***** Dataset records *****

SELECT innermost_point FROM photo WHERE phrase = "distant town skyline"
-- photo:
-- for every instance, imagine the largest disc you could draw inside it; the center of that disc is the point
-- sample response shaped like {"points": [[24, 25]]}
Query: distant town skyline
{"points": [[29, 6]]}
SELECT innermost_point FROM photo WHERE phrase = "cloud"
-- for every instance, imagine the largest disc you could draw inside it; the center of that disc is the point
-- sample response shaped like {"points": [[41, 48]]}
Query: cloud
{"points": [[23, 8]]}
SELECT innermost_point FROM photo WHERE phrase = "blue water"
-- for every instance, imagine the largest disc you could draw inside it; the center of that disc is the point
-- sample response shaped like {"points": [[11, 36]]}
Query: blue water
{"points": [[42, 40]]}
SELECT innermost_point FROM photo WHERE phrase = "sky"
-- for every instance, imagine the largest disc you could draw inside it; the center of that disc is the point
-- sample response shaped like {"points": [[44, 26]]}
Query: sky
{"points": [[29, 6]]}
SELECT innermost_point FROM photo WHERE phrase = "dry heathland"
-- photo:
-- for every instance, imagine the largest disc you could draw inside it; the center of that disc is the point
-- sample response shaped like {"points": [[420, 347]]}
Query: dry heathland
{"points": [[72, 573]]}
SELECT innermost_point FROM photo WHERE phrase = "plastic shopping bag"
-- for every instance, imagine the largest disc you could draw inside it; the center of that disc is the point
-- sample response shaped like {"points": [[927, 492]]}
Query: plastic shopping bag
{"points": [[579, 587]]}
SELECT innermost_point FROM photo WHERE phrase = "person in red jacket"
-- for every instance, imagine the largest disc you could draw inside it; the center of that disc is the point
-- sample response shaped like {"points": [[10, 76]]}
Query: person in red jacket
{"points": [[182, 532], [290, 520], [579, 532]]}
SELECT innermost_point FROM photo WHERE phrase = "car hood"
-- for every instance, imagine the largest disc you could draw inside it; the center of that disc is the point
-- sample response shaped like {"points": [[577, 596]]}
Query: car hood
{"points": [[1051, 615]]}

*****

What you have to do
All lines above that include the word "shaped" must be copied into the answer.

Reply to the task
-- sample response shaped like {"points": [[24, 25]]}
-- sample response shaped like {"points": [[41, 48]]}
-- sample response shaped like {"points": [[11, 36]]}
-- sample response shaped like {"points": [[44, 26]]}
-- sample response shaped like {"points": [[420, 347]]}
-- sample response shaped like {"points": [[927, 492]]}
-- sample response shaped like {"points": [[10, 76]]}
-- sample response shaped like {"points": [[577, 596]]}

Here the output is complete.